Excerpt provided:
The outbreak has placed mounting pressure on frontline response systems, exposing gaps in contact tracing, supply availability, health worker protection, treatment capacity and access to communities affected by insecurity and population movement.

Africa CDC warned that failure to move rapidly could dramatically raise the cost of containing the outbreak.

“The Ebola outbreak is a stark reminder that health security is a shared continental responsibility requiring urgent, coordinated and sustained action. We must strengthen national and regional response plans, enhance cross-border coordination, and scale up preparedness, surveillance and containment measures to prevent further transmission,” said H.E. Mahmoud Ali Youssouf, Chairperson of the African Union Commission.

He extended condolences to families affected by the outbreak and commended frontline responders and emergency teams working in impacted countries.

“I also express my appreciation to African Union Member States, development partners and humanitarian organisations for their solidarity and support. The African Union remains fully committed to working with all stakeholders to strengthen resilience, advance coordinated public health responses, and ensure that no Member State is left behind in addressing this shared challenge,” he added.

Africa CDC Director-General Dr Jean Kaseya said African governments had shown readiness to invest in their own health security.

“African countries have stepped forward with US$80 million in commitments. This matters. It shows that Africa is taking responsibility for its own health security while calling on partners to align behind one plan, one budget and one team,” said Kaseya.

Dataset extract:
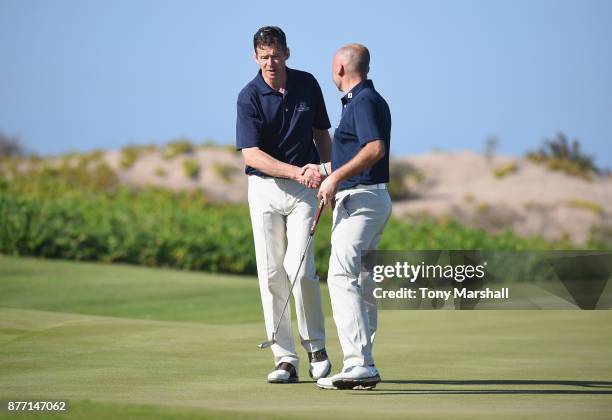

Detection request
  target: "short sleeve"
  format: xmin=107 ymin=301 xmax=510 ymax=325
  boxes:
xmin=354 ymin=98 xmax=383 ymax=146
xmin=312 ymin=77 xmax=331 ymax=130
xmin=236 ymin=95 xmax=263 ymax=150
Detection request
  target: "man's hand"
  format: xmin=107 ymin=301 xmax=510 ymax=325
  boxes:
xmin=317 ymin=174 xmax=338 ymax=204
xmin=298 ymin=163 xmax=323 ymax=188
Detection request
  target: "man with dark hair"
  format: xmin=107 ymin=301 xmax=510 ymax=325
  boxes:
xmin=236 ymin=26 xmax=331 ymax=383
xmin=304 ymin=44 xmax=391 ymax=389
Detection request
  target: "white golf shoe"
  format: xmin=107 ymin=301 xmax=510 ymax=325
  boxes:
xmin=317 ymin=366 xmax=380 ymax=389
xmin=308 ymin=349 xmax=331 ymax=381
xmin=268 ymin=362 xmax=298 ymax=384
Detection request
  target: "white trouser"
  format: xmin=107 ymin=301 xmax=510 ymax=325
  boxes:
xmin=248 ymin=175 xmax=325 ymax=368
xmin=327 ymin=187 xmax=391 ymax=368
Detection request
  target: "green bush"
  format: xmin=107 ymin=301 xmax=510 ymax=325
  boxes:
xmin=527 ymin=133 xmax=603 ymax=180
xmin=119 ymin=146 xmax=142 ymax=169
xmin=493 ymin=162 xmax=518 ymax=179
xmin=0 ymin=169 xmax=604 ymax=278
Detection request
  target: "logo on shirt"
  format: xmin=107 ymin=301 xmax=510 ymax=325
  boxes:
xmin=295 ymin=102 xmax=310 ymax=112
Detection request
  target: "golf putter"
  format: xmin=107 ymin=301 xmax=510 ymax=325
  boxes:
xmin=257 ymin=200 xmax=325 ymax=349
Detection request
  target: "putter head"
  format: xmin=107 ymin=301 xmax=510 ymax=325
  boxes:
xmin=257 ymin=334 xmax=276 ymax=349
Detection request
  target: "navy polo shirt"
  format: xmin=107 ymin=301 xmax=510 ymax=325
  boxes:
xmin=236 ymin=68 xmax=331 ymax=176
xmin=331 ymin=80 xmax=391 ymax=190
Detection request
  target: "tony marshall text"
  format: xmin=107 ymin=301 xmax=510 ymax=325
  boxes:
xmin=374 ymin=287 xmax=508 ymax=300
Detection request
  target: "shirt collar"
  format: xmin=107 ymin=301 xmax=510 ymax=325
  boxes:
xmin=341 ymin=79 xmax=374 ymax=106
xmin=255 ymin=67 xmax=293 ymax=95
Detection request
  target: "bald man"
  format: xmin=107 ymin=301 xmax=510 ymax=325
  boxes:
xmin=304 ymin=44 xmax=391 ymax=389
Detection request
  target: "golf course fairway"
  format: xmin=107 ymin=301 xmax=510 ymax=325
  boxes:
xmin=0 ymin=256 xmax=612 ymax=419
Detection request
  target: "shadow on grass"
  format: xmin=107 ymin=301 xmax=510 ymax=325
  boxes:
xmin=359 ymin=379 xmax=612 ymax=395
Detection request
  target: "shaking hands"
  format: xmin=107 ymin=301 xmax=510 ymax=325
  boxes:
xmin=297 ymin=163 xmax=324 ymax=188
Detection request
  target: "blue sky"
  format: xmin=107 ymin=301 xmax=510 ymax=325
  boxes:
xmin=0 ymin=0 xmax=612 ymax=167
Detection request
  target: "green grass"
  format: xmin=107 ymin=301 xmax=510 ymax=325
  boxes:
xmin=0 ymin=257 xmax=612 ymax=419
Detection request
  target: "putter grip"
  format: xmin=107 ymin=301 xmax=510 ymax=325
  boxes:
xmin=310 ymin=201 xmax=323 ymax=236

Apply what you read:
[1] In the Ebola outbreak excerpt, what amount have African countries put forward in commitments, according to Kaseya?
[2] List every gap in frontline response systems that the Ebola outbreak excerpt says the outbreak has exposed.
[3] Print the stretch of the Ebola outbreak excerpt from "He extended condolences" through "own health security.".

Responses by task:
[1] US$80 million

[2]
- Contact tracing
- Supply availability
- Health worker protection
- Treatment capacity
- Access to communities affected by insecurity and population movement

[3]
He extended condolences to families affected by the outbreak and commended frontline responders and emergency teams working in impacted countries.

“I also express my appreciation to African Union Member States, development partners and humanitarian organisations for their solidarity and support. The African Union remains fully committed to working with all stakeholders to strengthen resilience, advance coordinated public health responses, and ensure that no Member State is left behind in addressing this shared challenge,” he added.

Africa CDC Director-General Dr Jean Kaseya said African governments had shown readiness to invest in their own health security.